Action item A: Copy the passage of the article on the Monroe OB/GYN practice between "After becoming an" and "Donovan Brown said.", inclusive.
Action item B: According to the article on the Monroe OB/GYN practice, where did Dr. Heather Leslie-Brown attend medical school?
Action item C: Continue the article on the independent Monroe OB/GYN practice from the point where it ends.

Selected text:
———
Independent Monroe OB/GYN practice striving amidst a poor economy
In a day and age where independent businesses and organizations are collapsing right and left, Brown Women’s Care Obstetrics & Gynecology is going strong. The independent practice, located in Monroe and led by Dr. Heather Leslie-Brown, has been open since Oct. 2010, and the clinic continues to thrive in the midst of a turbulent economy.
During medical school at Temple University in Philadelphia, Leslie-Brown knew she wanted to do something surgical. She found that being an OB/GYN doctor would give her a good blend of surgery and medicine. The fact that she does not see a lot of chronic conditions in her profession is also a plus.
“It’s mostly a happy specialty,” she said.
After becoming an OB/GYN doctor, Leslie-Brown knew she would eventually want to open her own clinic. After years of practicing medicine in New York, Virginia, Laurinburg and Monroe, she finally reached the point where her dream became a reality. “Everything just sort of fell into place, and we knew it was the right time,” she said.
Leslie-Brown, with her husband, Donovan Brown, worked for over a year to open the Brown clinic. Many different licenses had to be acquired, including business licenses, personal licenses and a license from the city to be able to construct the clinic. The state also had to approve the clinic’s name.
Although they knew the time had come, challenges still arose. The Browns had a tough time getting a loan from the bank for the amount needed. “There were personal funds that had to be used to make up for the deficit,” Donovan Brown said.
———
Data section:

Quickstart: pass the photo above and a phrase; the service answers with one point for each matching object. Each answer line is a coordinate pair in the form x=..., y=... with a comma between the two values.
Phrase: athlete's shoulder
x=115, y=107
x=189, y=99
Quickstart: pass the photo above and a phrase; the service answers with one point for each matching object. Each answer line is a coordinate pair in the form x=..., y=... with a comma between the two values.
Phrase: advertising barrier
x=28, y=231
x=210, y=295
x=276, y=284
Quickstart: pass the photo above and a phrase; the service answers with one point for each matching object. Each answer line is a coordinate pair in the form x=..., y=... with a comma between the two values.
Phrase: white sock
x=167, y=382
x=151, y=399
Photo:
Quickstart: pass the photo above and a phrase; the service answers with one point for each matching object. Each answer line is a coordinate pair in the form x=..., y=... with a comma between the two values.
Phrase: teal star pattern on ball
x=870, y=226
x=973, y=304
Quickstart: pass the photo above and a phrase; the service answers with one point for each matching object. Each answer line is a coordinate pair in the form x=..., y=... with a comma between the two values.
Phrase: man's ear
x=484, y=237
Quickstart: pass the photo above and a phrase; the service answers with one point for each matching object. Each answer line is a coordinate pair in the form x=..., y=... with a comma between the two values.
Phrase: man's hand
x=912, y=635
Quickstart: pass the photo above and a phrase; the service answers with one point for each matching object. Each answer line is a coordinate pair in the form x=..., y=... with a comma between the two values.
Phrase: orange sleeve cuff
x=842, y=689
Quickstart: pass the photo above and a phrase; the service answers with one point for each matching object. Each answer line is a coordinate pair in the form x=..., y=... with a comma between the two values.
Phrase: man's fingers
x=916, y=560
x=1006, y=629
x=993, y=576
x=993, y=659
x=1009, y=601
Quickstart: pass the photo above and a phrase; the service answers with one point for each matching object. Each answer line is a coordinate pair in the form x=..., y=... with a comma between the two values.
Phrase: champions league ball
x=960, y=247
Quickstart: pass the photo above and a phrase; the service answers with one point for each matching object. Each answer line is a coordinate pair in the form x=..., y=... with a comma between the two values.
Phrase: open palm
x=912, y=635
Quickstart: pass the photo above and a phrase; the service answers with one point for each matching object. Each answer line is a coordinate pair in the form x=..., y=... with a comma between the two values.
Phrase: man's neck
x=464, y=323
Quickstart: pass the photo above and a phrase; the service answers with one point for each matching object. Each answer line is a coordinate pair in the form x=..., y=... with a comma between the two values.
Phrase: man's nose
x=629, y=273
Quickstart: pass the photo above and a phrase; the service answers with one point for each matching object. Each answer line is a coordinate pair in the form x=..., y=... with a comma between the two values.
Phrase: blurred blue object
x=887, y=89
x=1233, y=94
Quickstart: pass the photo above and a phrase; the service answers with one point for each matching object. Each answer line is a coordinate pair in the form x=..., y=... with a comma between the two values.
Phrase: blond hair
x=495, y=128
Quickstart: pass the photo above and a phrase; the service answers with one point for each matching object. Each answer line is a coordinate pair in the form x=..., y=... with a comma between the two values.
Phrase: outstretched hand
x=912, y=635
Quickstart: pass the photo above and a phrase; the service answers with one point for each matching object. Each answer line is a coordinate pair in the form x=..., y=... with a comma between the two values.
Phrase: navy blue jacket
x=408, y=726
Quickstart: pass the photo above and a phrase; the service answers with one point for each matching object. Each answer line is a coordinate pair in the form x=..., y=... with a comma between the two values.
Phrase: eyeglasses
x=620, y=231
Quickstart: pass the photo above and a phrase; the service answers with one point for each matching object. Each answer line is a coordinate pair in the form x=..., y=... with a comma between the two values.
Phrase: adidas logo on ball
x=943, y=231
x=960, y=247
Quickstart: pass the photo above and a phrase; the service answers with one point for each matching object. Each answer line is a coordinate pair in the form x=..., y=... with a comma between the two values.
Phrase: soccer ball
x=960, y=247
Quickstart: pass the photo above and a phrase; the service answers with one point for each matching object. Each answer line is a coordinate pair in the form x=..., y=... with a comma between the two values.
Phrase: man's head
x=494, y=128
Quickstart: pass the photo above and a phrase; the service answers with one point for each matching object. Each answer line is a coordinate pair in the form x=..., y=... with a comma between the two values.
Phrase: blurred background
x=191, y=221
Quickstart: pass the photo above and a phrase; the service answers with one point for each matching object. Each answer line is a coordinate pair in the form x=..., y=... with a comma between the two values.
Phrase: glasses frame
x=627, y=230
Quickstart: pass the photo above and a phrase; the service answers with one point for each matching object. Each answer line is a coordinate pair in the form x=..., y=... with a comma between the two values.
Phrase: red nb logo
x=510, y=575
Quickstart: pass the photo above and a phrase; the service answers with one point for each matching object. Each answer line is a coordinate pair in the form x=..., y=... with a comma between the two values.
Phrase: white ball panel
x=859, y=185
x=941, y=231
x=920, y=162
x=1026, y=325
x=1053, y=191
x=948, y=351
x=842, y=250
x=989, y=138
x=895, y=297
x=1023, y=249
———
Written answer A:
After becoming an OB/GYN doctor, Leslie-Brown knew she would eventually want to open her own clinic. After years of practicing medicine in New York, Virginia, Laurinburg and Monroe, she finally reached the point where her dream became a reality. “Everything just sort of fell into place, and we knew it was the right time,” she said.
Leslie-Brown, with her husband, Donovan Brown, worked for over a year to open the Brown clinic. Many different licenses had to be acquired, including business licenses, personal licenses and a license from the city to be able to construct the clinic. The state also had to approve the clinic’s name.
Although they knew the time had come, challenges still arose. The Browns had a tough time getting a loan from the bank for the amount needed. “There were personal funds that had to be used to make up for the deficit,” Donovan Brown said.

Written answer B: Temple University in Philadelphia.

Written answer C:
The Browns made the most of their resources and stretched their finances to cover as much as they could. They used as many recycled objects as they could and put their creativity to the test as they cut their cupboards to fit in the space allowed. The Browns made everything work, and the clinic soon was good to go.
Leslie-Brown built up her client base first through many patients who followed her from the previous Monroe practice where she worked. She gained many new patients who stumbled upon her website, saw an ad or a flyer, found the clinic through their insurance company, or simply discovered the practice through word of mouth.
Because many of the surrounding areas, such as Anson and Chesterfield Counties, do not have any OB/GYN services, Leslie-Brown receives a handful of patients from those areas. “We have patients from Pageland, Wadesboro, Chesterfield, even a lady from Rock Hill,” Leslie-Brown said.
The Brown clinic has a staff of two nurses (one of which speaks Spanish fluently), a phlebotomist, several PRN nurses, and an office manager: her husband, Donovan. The clinic also has outside services, such as ultrasounds and urodynamics, which bring in technicians who are independent contractors.
Leslie-Brown does many procedures and much of the testing in-office, which cuts down on costs for both patients and insurance companies. The in-house services also reduce waiting time by more than 50 percent and prevent her, as the doctor, from being tied up at a hospital during these procedures. Leslie-Brown is the only OB/GYN in the area that offers these procedures in-house.
The Brown clinic also accepts Medicaid and TRICARE, which some clinics do not take. The Browns feel particularly dedicated to TRICARE, as it serves military families. “We see military families come from all over,” Donovan Brown said. “We feel very strongly that we should always take TRICARE.”
According to Leslie-Brown, a significant attribute that sets the Brown clinic apart from other OB/GYN practices is the “personal touch” the patients receive. If a patient is experiencing some difficulties, Leslie-Brown will call the patient over the weekend to ask how things are going. “I try to take care of the whole patient,” she said. “To me, they’re not just another number.”
Drawing upon her own history as an OB/GYN patient, Leslie-Brown makes it a goal to provide the same “personal touch” that she wishes to receive from a doctor. “My personal OB experiences have been very challenging,” Leslie-Brown said. “Pregnancy should not be an anxiety experience.”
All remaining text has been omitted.